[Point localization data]
☆ ☆ ☆

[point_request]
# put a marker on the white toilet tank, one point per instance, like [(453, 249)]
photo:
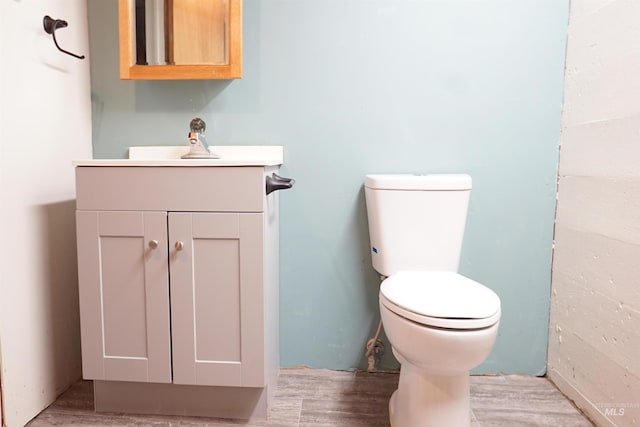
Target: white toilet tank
[(416, 222)]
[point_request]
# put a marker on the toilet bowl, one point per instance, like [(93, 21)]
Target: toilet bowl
[(440, 325)]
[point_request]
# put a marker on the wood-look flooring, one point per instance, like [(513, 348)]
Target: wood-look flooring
[(317, 397)]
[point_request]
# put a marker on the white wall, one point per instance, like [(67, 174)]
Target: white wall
[(594, 343), (45, 122)]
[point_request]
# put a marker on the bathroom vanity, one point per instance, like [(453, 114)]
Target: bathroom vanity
[(178, 281)]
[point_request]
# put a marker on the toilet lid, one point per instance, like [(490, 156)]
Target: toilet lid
[(440, 298)]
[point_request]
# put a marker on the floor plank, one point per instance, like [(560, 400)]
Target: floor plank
[(324, 398)]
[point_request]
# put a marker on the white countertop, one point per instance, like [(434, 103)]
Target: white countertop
[(230, 155)]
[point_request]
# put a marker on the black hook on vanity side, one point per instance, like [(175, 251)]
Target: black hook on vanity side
[(50, 26), (276, 182)]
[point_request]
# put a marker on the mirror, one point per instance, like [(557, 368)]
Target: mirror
[(180, 39)]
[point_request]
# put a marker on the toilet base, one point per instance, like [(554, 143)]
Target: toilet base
[(428, 400)]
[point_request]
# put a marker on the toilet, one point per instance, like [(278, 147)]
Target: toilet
[(440, 324)]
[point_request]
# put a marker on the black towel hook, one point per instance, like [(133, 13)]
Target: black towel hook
[(50, 27)]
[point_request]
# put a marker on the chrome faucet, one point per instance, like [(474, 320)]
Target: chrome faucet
[(198, 147)]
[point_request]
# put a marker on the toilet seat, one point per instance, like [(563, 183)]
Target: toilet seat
[(440, 299)]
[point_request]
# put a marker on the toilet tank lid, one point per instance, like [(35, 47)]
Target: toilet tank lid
[(433, 182)]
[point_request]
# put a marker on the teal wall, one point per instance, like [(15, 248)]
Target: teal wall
[(351, 87)]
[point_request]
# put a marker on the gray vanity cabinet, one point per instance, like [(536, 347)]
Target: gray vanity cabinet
[(180, 297), (216, 288), (124, 296)]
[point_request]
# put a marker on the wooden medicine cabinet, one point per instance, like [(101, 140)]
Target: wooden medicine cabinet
[(180, 39)]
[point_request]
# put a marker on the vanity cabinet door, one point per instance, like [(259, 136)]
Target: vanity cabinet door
[(217, 304), (124, 295)]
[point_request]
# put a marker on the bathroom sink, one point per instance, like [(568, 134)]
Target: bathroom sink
[(229, 155)]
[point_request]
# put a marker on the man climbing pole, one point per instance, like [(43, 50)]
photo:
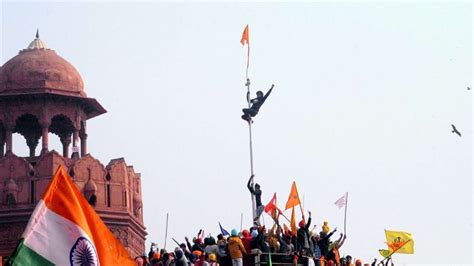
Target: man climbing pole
[(255, 191), (256, 104)]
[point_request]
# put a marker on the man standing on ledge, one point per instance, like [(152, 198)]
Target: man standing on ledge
[(258, 197)]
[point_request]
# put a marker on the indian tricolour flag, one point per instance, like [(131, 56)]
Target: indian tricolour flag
[(65, 230)]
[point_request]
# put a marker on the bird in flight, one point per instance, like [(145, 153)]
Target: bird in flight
[(455, 130)]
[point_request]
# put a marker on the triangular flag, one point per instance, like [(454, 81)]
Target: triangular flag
[(293, 222), (65, 230), (385, 253), (223, 231), (245, 36), (400, 242), (342, 201), (293, 198)]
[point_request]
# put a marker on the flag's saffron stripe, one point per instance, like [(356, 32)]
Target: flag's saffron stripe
[(63, 198)]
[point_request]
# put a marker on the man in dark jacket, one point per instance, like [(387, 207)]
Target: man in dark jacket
[(256, 104), (305, 244)]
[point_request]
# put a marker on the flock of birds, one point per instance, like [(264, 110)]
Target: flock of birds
[(455, 130)]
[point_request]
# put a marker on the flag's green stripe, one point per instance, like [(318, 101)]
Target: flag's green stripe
[(25, 256)]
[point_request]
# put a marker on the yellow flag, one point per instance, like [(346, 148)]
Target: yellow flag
[(385, 253), (400, 242), (245, 36), (293, 198)]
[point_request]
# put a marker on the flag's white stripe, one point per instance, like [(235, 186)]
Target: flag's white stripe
[(51, 235)]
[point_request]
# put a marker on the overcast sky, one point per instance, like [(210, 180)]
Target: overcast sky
[(365, 95)]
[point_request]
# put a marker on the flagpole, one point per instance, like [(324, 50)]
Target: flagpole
[(345, 212), (166, 231), (254, 209)]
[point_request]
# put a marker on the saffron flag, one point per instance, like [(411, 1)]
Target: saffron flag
[(293, 198), (293, 222), (400, 242), (342, 201), (223, 231), (65, 230), (245, 36)]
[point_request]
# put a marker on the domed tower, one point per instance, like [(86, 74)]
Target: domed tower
[(42, 93)]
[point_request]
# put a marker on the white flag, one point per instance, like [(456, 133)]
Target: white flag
[(342, 201)]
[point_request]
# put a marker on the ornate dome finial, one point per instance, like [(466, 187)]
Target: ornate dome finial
[(36, 43)]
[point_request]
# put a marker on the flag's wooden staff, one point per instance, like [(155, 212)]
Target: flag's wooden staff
[(243, 40), (345, 212)]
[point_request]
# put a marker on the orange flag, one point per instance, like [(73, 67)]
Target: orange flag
[(64, 230), (293, 222), (294, 198), (245, 36)]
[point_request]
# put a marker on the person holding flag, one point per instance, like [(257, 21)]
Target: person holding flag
[(257, 192), (256, 104)]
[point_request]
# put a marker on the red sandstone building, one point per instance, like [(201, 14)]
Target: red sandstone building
[(41, 93)]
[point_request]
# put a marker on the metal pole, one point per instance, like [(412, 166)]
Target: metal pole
[(166, 232), (254, 208), (345, 212)]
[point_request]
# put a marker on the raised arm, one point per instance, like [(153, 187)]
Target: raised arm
[(268, 92)]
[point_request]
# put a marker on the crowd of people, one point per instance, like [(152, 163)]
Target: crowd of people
[(258, 245)]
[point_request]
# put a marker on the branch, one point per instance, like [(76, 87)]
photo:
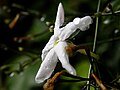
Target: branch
[(99, 82)]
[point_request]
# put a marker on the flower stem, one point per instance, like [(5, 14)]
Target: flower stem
[(94, 44)]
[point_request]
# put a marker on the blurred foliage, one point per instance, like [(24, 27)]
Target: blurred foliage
[(20, 47)]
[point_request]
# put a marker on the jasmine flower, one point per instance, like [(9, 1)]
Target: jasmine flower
[(55, 48)]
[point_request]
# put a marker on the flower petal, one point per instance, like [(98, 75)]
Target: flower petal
[(47, 67), (48, 46), (69, 29), (63, 57), (85, 22)]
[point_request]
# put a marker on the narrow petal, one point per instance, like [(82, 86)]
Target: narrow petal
[(47, 67), (48, 46), (63, 57)]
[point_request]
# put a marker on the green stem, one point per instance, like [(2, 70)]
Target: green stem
[(94, 43)]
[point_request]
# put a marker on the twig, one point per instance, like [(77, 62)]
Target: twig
[(94, 44), (13, 23), (49, 85), (99, 82)]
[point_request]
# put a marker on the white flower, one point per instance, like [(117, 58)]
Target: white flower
[(55, 48)]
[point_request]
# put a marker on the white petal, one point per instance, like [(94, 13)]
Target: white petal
[(85, 22), (47, 67), (48, 46), (63, 57), (69, 29)]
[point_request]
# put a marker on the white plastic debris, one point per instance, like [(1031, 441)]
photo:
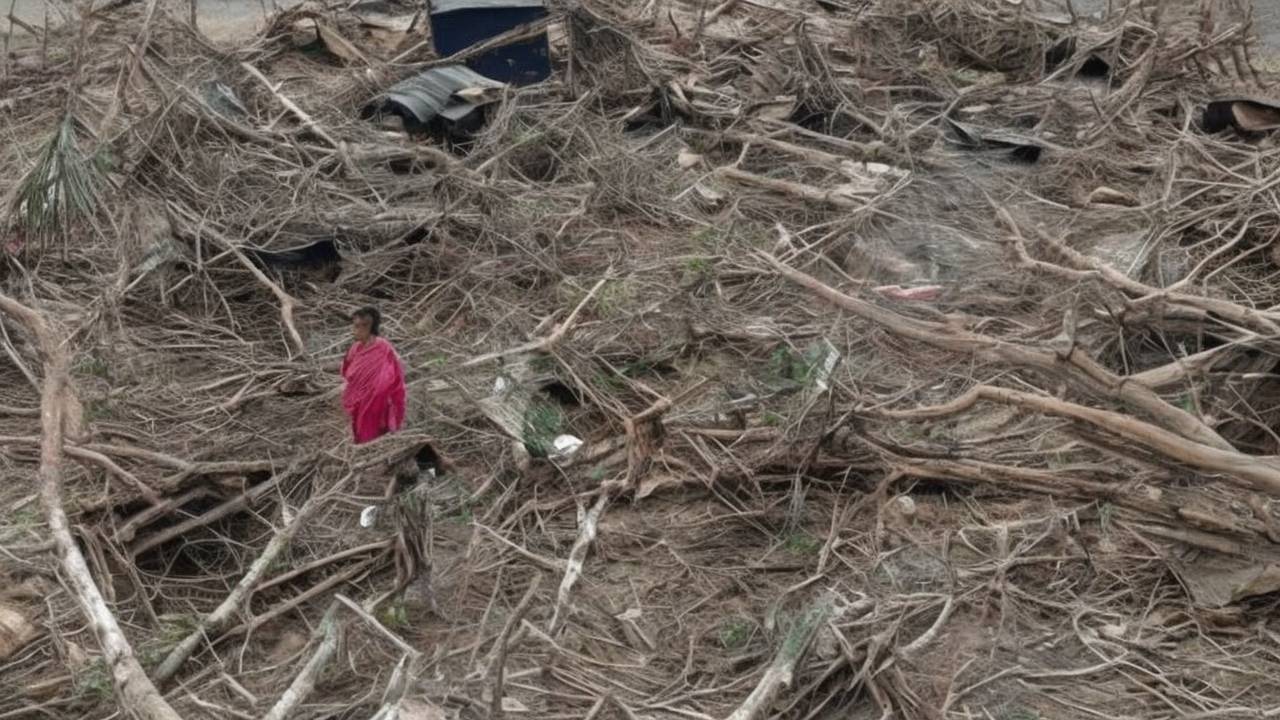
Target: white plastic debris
[(822, 373), (565, 446)]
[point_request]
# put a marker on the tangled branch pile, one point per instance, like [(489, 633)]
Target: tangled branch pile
[(923, 352)]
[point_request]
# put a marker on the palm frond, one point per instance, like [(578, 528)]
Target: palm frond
[(63, 187)]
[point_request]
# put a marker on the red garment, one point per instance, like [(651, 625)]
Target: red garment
[(374, 392)]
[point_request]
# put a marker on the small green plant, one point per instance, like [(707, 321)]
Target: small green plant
[(464, 516), (801, 543), (708, 237), (772, 419), (543, 422), (95, 682), (95, 367), (99, 409), (174, 627), (698, 265), (394, 615), (63, 187), (615, 297), (735, 633), (542, 364)]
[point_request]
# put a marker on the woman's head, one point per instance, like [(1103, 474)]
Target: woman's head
[(366, 323)]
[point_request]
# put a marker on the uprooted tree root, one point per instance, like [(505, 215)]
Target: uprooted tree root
[(918, 374)]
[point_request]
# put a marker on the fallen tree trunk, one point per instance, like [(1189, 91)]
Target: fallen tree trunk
[(132, 686), (216, 620), (1074, 363), (1255, 473)]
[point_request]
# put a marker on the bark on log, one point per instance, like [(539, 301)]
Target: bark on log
[(1256, 473), (1074, 363), (216, 620), (132, 686)]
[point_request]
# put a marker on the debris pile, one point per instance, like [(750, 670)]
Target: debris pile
[(766, 359)]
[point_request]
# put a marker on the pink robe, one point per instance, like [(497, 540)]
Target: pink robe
[(374, 392)]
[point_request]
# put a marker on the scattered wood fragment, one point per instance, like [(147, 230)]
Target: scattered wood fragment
[(135, 688)]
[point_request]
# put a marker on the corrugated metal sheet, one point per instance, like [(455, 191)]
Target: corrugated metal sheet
[(451, 5), (516, 63), (430, 94)]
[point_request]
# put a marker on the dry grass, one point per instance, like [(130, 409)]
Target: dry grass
[(730, 515)]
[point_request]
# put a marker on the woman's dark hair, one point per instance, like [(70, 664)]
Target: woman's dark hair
[(373, 315)]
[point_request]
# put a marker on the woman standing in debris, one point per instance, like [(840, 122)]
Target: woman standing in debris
[(374, 392)]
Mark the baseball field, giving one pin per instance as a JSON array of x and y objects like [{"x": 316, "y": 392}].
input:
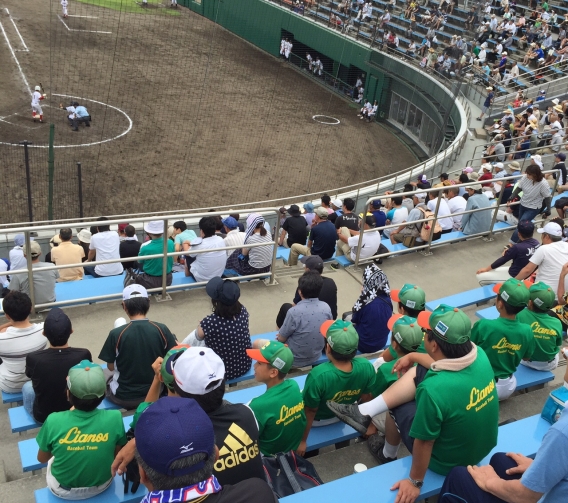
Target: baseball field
[{"x": 184, "y": 114}]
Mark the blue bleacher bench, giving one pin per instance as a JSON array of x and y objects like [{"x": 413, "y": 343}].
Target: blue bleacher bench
[
  {"x": 12, "y": 397},
  {"x": 114, "y": 494},
  {"x": 370, "y": 486},
  {"x": 318, "y": 437},
  {"x": 464, "y": 299}
]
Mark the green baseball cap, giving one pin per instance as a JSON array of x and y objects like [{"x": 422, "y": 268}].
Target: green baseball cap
[
  {"x": 449, "y": 323},
  {"x": 406, "y": 331},
  {"x": 542, "y": 296},
  {"x": 514, "y": 292},
  {"x": 86, "y": 380},
  {"x": 341, "y": 336},
  {"x": 411, "y": 296},
  {"x": 166, "y": 369},
  {"x": 274, "y": 353}
]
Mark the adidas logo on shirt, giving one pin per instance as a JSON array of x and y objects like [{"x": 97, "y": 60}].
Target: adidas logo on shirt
[{"x": 237, "y": 448}]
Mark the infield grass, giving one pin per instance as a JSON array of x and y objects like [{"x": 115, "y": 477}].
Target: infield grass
[{"x": 155, "y": 6}]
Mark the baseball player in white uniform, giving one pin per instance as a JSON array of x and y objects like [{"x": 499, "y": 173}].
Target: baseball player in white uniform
[{"x": 36, "y": 108}]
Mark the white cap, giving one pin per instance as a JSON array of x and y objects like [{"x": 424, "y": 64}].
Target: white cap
[
  {"x": 552, "y": 229},
  {"x": 154, "y": 227},
  {"x": 198, "y": 371},
  {"x": 133, "y": 291}
]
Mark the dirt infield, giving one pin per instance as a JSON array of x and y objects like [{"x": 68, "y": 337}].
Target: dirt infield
[{"x": 213, "y": 119}]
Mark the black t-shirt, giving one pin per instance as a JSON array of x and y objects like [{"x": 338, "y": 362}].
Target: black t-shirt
[
  {"x": 348, "y": 220},
  {"x": 328, "y": 294},
  {"x": 129, "y": 248},
  {"x": 236, "y": 435},
  {"x": 323, "y": 237},
  {"x": 48, "y": 371},
  {"x": 247, "y": 491},
  {"x": 297, "y": 229}
]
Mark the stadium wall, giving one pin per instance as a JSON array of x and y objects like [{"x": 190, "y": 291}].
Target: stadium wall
[{"x": 261, "y": 23}]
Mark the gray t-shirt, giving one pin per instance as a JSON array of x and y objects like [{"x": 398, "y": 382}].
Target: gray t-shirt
[
  {"x": 301, "y": 329},
  {"x": 44, "y": 283}
]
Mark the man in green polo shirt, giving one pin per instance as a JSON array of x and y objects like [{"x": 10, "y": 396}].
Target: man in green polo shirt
[
  {"x": 344, "y": 379},
  {"x": 506, "y": 340},
  {"x": 435, "y": 410},
  {"x": 547, "y": 330},
  {"x": 153, "y": 268},
  {"x": 407, "y": 336},
  {"x": 279, "y": 411}
]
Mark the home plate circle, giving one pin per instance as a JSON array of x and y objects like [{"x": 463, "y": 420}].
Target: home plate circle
[
  {"x": 326, "y": 119},
  {"x": 126, "y": 130}
]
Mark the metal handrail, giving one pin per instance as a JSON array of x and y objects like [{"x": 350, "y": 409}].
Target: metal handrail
[
  {"x": 479, "y": 159},
  {"x": 27, "y": 230}
]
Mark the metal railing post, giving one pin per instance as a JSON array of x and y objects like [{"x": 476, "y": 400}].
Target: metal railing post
[
  {"x": 29, "y": 265},
  {"x": 494, "y": 218},
  {"x": 428, "y": 251},
  {"x": 164, "y": 296}
]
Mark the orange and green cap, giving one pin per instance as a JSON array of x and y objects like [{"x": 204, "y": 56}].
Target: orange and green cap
[
  {"x": 542, "y": 296},
  {"x": 448, "y": 323},
  {"x": 274, "y": 353},
  {"x": 341, "y": 336},
  {"x": 411, "y": 296},
  {"x": 406, "y": 331},
  {"x": 166, "y": 369},
  {"x": 514, "y": 292}
]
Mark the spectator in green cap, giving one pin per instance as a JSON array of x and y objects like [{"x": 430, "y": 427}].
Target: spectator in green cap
[
  {"x": 432, "y": 410},
  {"x": 79, "y": 445},
  {"x": 279, "y": 411},
  {"x": 411, "y": 300},
  {"x": 407, "y": 337},
  {"x": 344, "y": 379},
  {"x": 506, "y": 340},
  {"x": 546, "y": 329}
]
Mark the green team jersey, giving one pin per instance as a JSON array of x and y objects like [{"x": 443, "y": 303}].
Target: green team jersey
[
  {"x": 281, "y": 418},
  {"x": 326, "y": 382},
  {"x": 506, "y": 343},
  {"x": 384, "y": 378},
  {"x": 82, "y": 444},
  {"x": 547, "y": 333},
  {"x": 452, "y": 405}
]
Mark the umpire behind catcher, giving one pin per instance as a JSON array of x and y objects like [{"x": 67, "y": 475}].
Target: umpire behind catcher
[{"x": 80, "y": 115}]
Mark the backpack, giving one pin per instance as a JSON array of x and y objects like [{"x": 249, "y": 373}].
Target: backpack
[{"x": 426, "y": 230}]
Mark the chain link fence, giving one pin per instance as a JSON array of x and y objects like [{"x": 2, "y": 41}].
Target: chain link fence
[{"x": 29, "y": 192}]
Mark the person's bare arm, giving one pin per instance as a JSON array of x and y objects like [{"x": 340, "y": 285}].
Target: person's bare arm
[
  {"x": 526, "y": 271},
  {"x": 43, "y": 457},
  {"x": 512, "y": 491}
]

☆ ☆ ☆

*EXERCISE BRIEF*
What is needed is a verbatim copy of every line in the records above from the one containing "Mark the black" down to the one containing "Mark the orange", both included, and nothing more.

*EXERCISE OUTPUT*
Mark the black t-shirt, giving one pin per instance as a JSON array of x and y objects like [{"x": 338, "y": 362}].
Target: black t-shirt
[
  {"x": 348, "y": 220},
  {"x": 328, "y": 294},
  {"x": 129, "y": 248},
  {"x": 236, "y": 435},
  {"x": 323, "y": 237},
  {"x": 48, "y": 371},
  {"x": 247, "y": 491},
  {"x": 297, "y": 229}
]
Mark the stadium wall, giving one pin per instance as a JSON array of x and y objects like [{"x": 190, "y": 291}].
Target: stadium wall
[{"x": 261, "y": 23}]
Mark the gray t-shirt, giving one pin per instance as a JSON array of x and y objects like [{"x": 398, "y": 382}].
Target: gray t-shirt
[
  {"x": 301, "y": 329},
  {"x": 44, "y": 283}
]
Mark the man in green polo shirt, giving one pin per instance as a JSON array of x and y objects like [{"x": 10, "y": 396}].
Target: man in green polo shirt
[
  {"x": 344, "y": 379},
  {"x": 506, "y": 340},
  {"x": 435, "y": 410},
  {"x": 547, "y": 330},
  {"x": 153, "y": 268},
  {"x": 407, "y": 336},
  {"x": 279, "y": 411}
]
Mark the home plate circle, giving one pin per instance as a JSON array of x and y objects like [{"x": 463, "y": 420}].
Target: home plate circle
[
  {"x": 326, "y": 119},
  {"x": 126, "y": 130}
]
Mark the metal handrail, giving one pin per instance as a JSON array of x and y objects like [{"x": 350, "y": 409}].
Target: metal handrail
[
  {"x": 479, "y": 159},
  {"x": 27, "y": 230}
]
Mark the metal railing post, giving one pin per instance as a JSON array of x and y objects like [{"x": 476, "y": 400}].
Target: metal railing post
[
  {"x": 29, "y": 265},
  {"x": 494, "y": 218},
  {"x": 428, "y": 251},
  {"x": 164, "y": 296}
]
Mark the orange and green cap, giving one pin per instance as a JSON array of x and y objects like [{"x": 204, "y": 56}].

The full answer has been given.